→ **Exercise description**: Take the lines from the line containing "the blue shorts" through the end of the entries and output them exactly, with no pictures and nothing more.
-- Opening Marker --
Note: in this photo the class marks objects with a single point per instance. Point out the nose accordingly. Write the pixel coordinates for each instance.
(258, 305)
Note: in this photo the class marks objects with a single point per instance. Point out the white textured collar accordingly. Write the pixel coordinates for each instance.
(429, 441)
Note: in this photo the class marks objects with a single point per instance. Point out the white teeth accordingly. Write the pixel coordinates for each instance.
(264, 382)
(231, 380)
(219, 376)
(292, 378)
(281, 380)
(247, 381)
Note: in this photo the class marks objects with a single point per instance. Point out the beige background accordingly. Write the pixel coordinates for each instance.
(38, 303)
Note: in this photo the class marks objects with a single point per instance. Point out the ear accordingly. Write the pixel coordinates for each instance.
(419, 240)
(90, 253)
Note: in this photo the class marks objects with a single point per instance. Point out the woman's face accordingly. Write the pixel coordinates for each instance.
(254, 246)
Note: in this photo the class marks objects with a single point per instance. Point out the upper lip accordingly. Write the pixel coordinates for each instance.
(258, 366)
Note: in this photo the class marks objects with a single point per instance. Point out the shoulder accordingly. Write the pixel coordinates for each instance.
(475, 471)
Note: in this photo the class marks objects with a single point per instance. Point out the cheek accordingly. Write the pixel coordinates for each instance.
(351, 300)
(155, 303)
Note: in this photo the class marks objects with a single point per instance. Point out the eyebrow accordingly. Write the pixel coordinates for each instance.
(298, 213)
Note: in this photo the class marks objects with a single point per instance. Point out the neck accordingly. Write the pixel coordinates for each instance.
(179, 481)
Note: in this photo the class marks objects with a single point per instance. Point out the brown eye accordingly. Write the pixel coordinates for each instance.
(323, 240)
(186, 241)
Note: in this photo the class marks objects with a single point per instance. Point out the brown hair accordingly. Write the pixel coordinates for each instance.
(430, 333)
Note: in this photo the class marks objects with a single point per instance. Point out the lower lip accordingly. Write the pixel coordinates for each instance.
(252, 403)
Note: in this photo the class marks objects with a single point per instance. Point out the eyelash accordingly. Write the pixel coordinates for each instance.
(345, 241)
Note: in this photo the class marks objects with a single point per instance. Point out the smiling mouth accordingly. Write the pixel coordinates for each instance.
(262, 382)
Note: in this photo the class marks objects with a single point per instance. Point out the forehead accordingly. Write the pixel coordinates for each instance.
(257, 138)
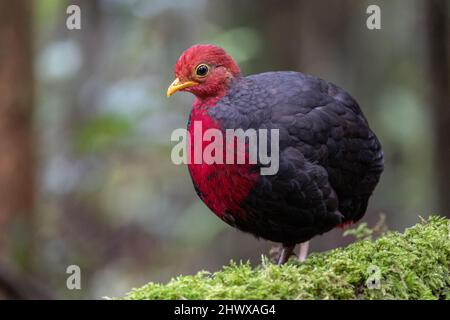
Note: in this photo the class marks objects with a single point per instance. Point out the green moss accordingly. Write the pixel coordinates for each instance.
(412, 265)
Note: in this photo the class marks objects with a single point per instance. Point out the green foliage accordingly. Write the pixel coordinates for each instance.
(412, 265)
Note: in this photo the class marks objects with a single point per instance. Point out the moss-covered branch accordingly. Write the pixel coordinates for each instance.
(412, 265)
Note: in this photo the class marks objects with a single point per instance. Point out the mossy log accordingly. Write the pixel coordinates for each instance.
(412, 265)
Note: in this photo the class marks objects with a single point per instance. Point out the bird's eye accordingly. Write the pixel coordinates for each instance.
(202, 70)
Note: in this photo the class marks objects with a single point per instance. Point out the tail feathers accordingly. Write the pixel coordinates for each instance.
(353, 209)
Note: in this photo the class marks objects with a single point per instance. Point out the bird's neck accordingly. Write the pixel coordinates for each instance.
(209, 101)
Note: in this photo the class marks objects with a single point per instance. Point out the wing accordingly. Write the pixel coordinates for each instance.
(330, 161)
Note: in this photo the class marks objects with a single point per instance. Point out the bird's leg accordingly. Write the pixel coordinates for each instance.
(286, 252)
(303, 251)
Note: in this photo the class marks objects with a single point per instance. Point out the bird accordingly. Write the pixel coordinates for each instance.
(330, 161)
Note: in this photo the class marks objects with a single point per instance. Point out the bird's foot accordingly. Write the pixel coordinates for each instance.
(285, 254)
(303, 253)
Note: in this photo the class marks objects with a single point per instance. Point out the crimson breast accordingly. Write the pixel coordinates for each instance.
(222, 187)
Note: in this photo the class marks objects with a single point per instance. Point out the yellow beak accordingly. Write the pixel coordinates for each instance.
(178, 85)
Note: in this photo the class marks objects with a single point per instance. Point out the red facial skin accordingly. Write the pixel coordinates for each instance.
(221, 186)
(222, 69)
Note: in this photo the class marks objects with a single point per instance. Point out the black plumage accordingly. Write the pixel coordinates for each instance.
(330, 160)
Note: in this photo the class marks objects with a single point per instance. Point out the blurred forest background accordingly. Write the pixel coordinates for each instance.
(85, 170)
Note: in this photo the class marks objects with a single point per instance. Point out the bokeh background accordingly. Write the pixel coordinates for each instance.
(85, 170)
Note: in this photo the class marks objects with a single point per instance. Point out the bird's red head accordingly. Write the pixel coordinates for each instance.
(205, 71)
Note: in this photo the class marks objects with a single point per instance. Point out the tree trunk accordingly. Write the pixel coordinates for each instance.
(439, 71)
(16, 138)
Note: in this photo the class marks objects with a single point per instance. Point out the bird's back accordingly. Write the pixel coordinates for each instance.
(330, 160)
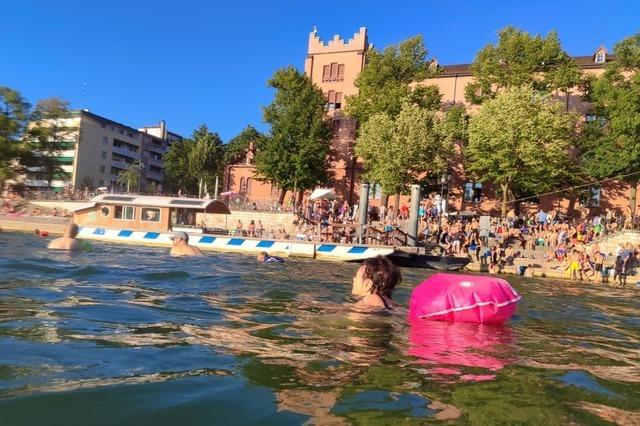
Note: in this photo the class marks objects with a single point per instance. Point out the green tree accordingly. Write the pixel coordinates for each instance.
(521, 140)
(194, 163)
(397, 152)
(384, 83)
(519, 59)
(294, 156)
(14, 113)
(176, 163)
(611, 143)
(206, 158)
(50, 135)
(130, 177)
(238, 145)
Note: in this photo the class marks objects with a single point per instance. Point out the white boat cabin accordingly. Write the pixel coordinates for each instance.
(147, 213)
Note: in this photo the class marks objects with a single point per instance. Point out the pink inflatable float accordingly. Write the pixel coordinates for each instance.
(463, 298)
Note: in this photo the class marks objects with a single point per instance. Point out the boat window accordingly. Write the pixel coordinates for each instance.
(150, 215)
(125, 212)
(185, 217)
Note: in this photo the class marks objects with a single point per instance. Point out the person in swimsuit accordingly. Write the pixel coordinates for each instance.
(264, 257)
(374, 283)
(575, 267)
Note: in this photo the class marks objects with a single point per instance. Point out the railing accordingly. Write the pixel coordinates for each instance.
(127, 152)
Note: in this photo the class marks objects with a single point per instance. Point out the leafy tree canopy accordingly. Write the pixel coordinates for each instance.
(521, 140)
(195, 161)
(384, 83)
(14, 112)
(396, 152)
(49, 136)
(238, 145)
(295, 153)
(519, 59)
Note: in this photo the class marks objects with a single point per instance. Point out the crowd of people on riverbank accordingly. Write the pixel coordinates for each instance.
(546, 239)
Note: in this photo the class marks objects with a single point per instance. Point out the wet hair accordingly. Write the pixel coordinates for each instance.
(73, 230)
(383, 274)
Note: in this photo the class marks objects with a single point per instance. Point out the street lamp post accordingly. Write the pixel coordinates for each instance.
(140, 169)
(444, 180)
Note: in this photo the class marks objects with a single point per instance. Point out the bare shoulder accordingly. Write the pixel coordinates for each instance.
(65, 243)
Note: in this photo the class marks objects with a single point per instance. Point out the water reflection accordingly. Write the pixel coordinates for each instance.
(450, 348)
(286, 333)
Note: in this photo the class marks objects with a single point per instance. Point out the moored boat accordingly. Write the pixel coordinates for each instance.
(151, 220)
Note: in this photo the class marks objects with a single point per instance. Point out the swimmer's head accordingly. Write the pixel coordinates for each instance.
(71, 231)
(376, 276)
(180, 236)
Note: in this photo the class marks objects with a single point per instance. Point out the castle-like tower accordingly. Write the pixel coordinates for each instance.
(334, 67)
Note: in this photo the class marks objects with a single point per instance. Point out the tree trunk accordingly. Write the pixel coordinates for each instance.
(633, 194)
(396, 208)
(505, 199)
(299, 199)
(384, 200)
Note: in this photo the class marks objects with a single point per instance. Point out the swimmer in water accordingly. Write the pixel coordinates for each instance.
(181, 245)
(264, 257)
(68, 241)
(374, 282)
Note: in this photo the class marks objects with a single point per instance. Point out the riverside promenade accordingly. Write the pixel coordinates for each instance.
(541, 268)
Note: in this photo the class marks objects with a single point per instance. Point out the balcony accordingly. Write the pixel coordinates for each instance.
(127, 152)
(156, 148)
(154, 162)
(119, 164)
(153, 175)
(36, 182)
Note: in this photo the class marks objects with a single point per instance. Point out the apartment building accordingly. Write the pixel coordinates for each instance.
(98, 149)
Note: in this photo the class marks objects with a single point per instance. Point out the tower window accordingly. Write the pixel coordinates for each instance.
(333, 72)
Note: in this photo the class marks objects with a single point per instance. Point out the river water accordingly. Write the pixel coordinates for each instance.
(129, 335)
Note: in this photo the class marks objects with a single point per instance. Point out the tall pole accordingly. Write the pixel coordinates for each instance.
(440, 209)
(362, 208)
(413, 215)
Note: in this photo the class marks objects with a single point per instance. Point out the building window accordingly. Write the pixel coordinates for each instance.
(472, 192)
(333, 72)
(375, 191)
(590, 197)
(150, 215)
(334, 100)
(125, 213)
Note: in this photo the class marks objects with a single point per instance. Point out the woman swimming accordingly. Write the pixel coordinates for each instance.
(374, 282)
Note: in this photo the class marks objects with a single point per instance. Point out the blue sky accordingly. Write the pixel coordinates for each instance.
(191, 62)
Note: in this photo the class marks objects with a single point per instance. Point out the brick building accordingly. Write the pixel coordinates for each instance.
(333, 66)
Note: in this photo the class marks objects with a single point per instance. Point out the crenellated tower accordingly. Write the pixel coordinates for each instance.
(334, 66)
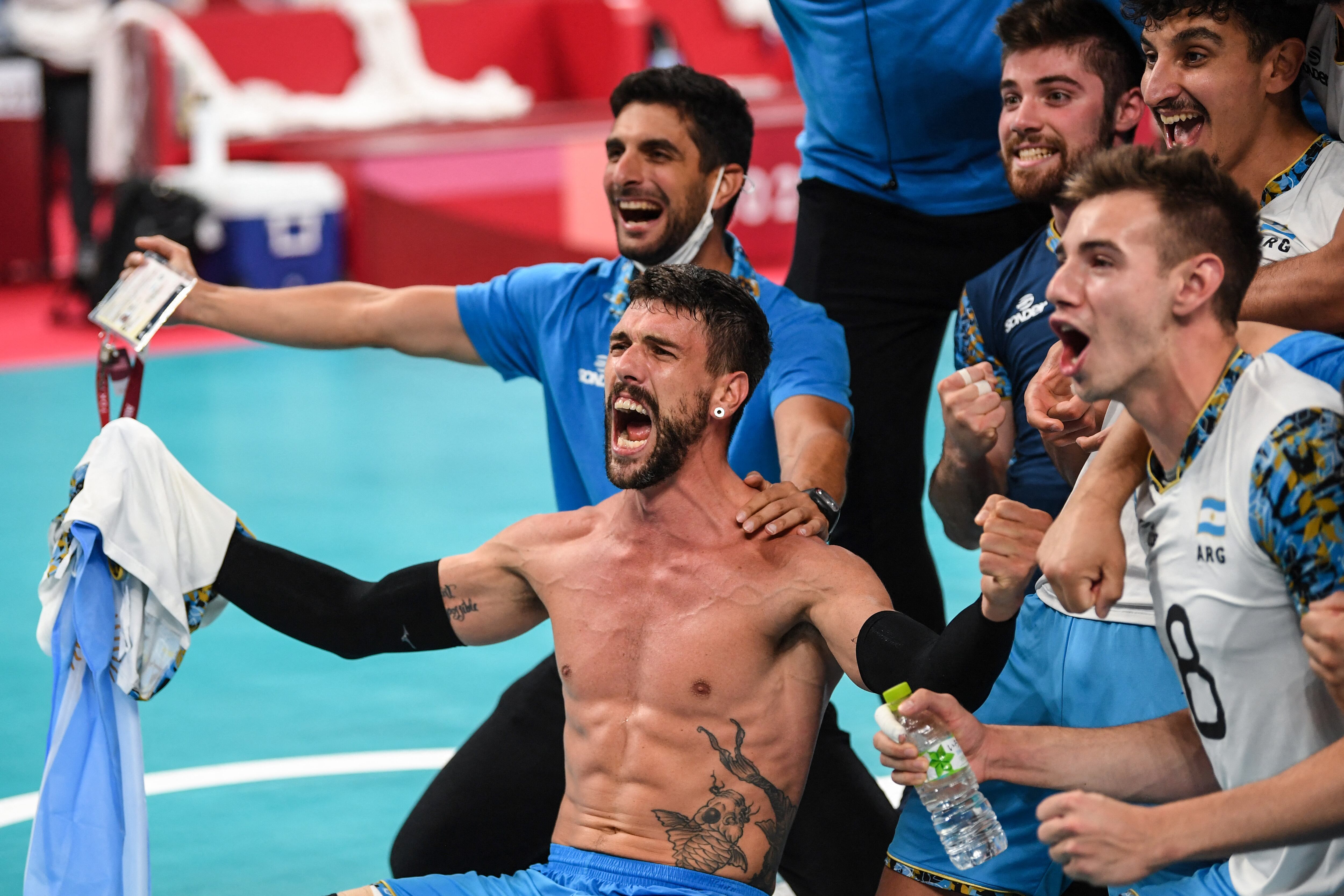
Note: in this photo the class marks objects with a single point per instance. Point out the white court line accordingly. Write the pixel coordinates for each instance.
(22, 808)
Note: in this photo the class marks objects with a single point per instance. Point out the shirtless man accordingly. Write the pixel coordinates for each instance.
(697, 659)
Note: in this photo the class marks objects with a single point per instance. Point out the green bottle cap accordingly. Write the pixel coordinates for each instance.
(896, 695)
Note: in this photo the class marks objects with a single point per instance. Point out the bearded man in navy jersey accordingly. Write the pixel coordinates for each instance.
(677, 159)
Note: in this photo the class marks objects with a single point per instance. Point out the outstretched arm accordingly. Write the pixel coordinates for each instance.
(474, 598)
(416, 320)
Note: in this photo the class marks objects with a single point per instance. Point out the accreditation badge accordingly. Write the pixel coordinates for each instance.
(140, 304)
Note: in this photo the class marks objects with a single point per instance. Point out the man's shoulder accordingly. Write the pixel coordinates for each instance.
(554, 530)
(1280, 386)
(812, 561)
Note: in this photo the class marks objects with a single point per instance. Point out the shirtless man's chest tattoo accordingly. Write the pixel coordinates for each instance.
(709, 839)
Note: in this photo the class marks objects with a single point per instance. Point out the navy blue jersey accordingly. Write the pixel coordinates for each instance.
(1005, 320)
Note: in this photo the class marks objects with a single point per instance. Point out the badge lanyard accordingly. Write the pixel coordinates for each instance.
(121, 367)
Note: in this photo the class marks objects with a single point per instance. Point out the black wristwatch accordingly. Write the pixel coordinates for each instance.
(828, 506)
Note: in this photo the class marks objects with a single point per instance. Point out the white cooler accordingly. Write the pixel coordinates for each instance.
(272, 224)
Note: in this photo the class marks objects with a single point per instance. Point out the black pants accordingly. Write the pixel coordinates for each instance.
(68, 127)
(494, 806)
(892, 277)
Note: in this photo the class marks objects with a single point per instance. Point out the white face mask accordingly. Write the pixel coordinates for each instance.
(691, 248)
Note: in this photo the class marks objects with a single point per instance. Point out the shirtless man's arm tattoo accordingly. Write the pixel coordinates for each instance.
(460, 609)
(709, 840)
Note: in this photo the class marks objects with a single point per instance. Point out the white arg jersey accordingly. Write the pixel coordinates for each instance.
(1228, 620)
(1136, 602)
(1303, 205)
(1324, 68)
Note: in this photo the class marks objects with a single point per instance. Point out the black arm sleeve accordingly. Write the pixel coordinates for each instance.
(964, 660)
(327, 609)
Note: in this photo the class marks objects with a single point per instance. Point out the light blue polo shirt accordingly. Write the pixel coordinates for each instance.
(939, 69)
(554, 323)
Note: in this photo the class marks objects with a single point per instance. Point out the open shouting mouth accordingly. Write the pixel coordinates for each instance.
(632, 425)
(1183, 124)
(639, 214)
(1074, 347)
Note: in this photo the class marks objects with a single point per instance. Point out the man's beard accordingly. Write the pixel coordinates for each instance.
(1033, 187)
(681, 225)
(675, 437)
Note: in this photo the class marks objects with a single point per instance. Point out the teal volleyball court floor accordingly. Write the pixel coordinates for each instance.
(365, 460)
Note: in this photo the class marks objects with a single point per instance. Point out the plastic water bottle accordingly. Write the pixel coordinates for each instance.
(966, 823)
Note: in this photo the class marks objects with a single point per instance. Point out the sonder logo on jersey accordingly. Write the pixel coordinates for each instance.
(595, 378)
(1027, 308)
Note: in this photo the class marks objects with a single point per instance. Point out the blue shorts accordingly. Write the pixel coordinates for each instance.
(1213, 880)
(1062, 671)
(574, 872)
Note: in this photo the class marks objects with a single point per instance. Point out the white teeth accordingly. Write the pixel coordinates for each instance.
(630, 405)
(1034, 154)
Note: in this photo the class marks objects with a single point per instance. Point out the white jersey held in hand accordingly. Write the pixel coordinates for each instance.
(1233, 561)
(1302, 208)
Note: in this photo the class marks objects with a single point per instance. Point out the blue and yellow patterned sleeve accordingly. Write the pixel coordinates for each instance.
(968, 346)
(1297, 490)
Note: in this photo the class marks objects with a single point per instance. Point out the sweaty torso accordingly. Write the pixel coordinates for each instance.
(694, 690)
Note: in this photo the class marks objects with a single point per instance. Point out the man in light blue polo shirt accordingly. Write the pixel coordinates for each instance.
(677, 160)
(902, 201)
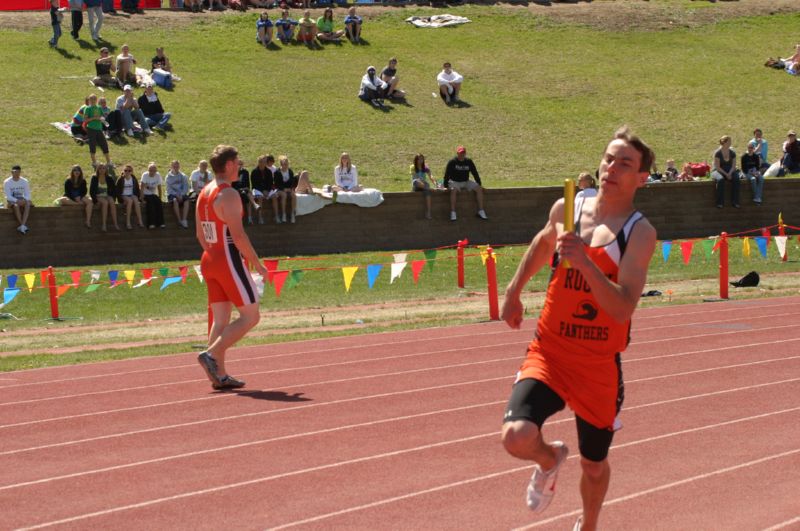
-- Closing Marker --
→ **Output of the task**:
Note: in this photo the class marks objects with a single point per instance. Point out the blue shorts accordingly. Write the pixel coordinates for each instance.
(1213, 880)
(1062, 671)
(574, 872)
Note: in this photo the class marks objects with a single point per instance. Point out the white teeth accordingly. Write the pixel coordinates for each instance.
(630, 405)
(1034, 154)
Note: in this photo the class marks objects with a single point per instance. Point out the white jersey held in hand accordingly. Write the pixel coordinates for each instance.
(1233, 561)
(1302, 208)
Note: in this photo the class marks objects with a single point per instance. Point out the blue and yellow patterned sleeve accordingly. Write the pixel coordinates for each instance.
(968, 346)
(1297, 490)
Note: in this photo the class marks objects with a single point per instance. Point out the sweaty torso accordingly. Write the pixel coordinates for each instance.
(694, 690)
Note: in this photo the class marks objects with a single point per instance. Point out the man in light blue polo shirt accordingly. Write the pixel coordinates for each instance.
(677, 160)
(902, 201)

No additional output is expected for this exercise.